Each line of the material must be returned exactly.

*SOURCE MATERIAL*.

------------

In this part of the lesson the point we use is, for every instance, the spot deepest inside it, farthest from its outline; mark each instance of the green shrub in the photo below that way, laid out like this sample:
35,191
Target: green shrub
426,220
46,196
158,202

------------

*ANSWER TO THIS TASK*.
In this part of the lesson the point we use is, for every instance, the spot deepest inside it, farthest from its outline; mark each instance of the green shrub in the photo below that way, laid out like this sample:
35,191
Target: green shrub
426,220
46,196
158,202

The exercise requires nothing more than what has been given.